Приведенный текст →
======

Венеция спешно собрала свою армию. Большая ее часть, как всегда, набиралась на сухопутных владениях. Командовали ею братья Карло и Пандольфо Малатеста. За 1411 год им удалось остановить венгерское наступление. В 1412 году Пиппо вернулся с существенным подкреплением. В июне он смог высадить небольшой отряд на Лидо. Там же, возле Сан Николо, они отсиживались в бездействии, пока их оттуда не выгнали. Два месяца спустя Пиппо встретил возле Мотты, во Фриули, соединенные силы Пандольфо Малатесты и Николо Барбариго, которые поднялись по реке Ливенца на трех галерах и полусотне мелких судов, и потерпел от них очень серьезное поражение.

Эти столкновения показали обеим сторонам, что они зашли в тупик. Пиппо мог захватить еще участок венецианской суши, но он знал, что город ему никогда не взять. Со своей стороны Венеция имела уже большой опыт и точно знала: долина Ломбардии слишком велика, чтобы удержать ее. Враг мог отступать по ней почти бесконечно, гнать их бесконечно невозможно. Время шло, с обеих сторон росли затраты на войну, республика, которая и так уже обложила всех граждан десятипроцентным налогом, отправила к Сигизмунду новое посольство. Теперь император был очень рад выслушать послов. Поскольку он все еще заявлял свои права на Далмацию, постоянного мира достичь не удалось, но в 1413 году заключили пятилетнее перемирие, главным образом благодаря усилиям венецианского дипломата Томмазо Мочениго. В январе он все еще находился при императорском дворе в Лоди, когда ему доставили известие, вынудившее его немедленно вернуться: его избрали шестьдесят вторым дожем Венеции.

======

Извлеченные строки →
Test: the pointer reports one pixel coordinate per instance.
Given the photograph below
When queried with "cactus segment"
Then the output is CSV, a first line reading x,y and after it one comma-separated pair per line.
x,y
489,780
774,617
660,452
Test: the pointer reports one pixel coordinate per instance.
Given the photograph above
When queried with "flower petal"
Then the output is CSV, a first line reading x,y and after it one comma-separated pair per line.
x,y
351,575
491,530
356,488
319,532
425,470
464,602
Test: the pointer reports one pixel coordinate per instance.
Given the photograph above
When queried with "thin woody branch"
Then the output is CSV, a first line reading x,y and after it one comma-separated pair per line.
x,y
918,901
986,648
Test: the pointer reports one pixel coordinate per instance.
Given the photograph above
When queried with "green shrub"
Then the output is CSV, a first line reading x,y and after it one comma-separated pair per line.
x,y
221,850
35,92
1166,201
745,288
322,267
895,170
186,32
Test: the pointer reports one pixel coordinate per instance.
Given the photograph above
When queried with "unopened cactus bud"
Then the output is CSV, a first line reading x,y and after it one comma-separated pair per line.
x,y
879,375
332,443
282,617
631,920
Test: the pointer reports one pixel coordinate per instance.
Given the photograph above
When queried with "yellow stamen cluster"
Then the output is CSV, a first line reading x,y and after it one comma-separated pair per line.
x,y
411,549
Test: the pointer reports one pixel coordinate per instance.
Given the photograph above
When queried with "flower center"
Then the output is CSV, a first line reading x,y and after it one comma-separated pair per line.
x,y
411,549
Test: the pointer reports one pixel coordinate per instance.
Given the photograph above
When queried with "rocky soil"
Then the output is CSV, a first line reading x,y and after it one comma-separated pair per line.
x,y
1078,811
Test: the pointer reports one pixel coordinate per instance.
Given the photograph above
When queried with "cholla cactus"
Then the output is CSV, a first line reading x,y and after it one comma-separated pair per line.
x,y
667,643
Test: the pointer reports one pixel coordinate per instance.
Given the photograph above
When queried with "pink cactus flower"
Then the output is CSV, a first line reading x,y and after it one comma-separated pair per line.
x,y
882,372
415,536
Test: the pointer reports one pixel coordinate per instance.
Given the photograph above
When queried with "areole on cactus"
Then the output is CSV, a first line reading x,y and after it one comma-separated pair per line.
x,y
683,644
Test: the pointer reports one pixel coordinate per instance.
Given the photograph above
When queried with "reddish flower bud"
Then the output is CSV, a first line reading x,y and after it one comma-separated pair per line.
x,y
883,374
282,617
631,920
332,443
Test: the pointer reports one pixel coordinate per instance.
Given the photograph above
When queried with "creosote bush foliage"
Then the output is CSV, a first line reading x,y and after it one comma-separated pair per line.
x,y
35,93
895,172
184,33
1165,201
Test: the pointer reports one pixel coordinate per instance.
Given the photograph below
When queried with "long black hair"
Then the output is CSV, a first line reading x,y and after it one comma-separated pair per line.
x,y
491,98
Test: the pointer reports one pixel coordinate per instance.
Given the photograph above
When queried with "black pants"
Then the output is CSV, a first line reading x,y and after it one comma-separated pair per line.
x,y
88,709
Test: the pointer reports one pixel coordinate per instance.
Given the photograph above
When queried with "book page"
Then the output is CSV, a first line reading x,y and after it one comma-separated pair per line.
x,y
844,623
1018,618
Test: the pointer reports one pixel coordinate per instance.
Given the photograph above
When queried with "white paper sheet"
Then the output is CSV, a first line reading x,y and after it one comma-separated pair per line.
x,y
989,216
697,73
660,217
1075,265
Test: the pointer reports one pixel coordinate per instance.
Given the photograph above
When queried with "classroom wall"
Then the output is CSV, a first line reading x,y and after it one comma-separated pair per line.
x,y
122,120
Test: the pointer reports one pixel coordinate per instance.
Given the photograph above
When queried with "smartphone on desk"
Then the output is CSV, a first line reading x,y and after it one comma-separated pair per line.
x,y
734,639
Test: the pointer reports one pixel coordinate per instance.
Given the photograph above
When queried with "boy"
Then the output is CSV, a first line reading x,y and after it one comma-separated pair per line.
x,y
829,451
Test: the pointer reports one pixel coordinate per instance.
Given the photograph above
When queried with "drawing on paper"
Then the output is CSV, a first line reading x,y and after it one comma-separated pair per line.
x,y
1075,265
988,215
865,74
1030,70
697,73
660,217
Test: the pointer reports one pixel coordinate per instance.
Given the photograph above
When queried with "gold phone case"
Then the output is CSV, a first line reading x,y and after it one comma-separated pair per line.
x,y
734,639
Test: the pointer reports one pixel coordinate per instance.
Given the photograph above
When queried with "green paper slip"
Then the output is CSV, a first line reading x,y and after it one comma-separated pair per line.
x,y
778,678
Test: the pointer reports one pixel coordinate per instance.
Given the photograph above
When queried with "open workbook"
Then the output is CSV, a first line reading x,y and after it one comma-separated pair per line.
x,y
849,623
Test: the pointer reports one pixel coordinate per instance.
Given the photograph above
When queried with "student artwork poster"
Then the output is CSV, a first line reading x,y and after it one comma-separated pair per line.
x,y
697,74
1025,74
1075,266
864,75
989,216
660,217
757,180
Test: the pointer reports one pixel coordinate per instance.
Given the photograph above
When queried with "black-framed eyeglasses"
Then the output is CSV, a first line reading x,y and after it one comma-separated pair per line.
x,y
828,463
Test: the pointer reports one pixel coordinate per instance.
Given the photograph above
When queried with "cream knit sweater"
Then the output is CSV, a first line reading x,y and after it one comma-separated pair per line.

======

Указания →
1. На какой срок было заключено перемирие 1413 года, согласно тексту о войне Венеции с Сигизмундом?
2. Скопируйте из текста о войне Венеции с Сигизмундом фрагмент от слов "Венеция спешно собрала" до слов "очень серьезное поражение." включительно.

Ответы на задания →
1. На пять лет.

2.
Венеция спешно собрала свою армию. Большая ее часть, как всегда, набиралась на сухопутных владениях. Командовали ею братья Карло и Пандольфо Малатеста. За 1411 год им удалось остановить венгерское наступление. В 1412 году Пиппо вернулся с существенным подкреплением. В июне он смог высадить небольшой отряд на Лидо. Там же, возле Сан Николо, они отсиживались в бездействии, пока их оттуда не выгнали. Два месяца спустя Пиппо встретил возле Мотты, во Фриули, соединенные силы Пандольфо Малатесты и Николо Барбариго, которые поднялись по реке Ливенца на трех галерах и полусотне мелких судов, и потерпел от них очень серьезное поражение.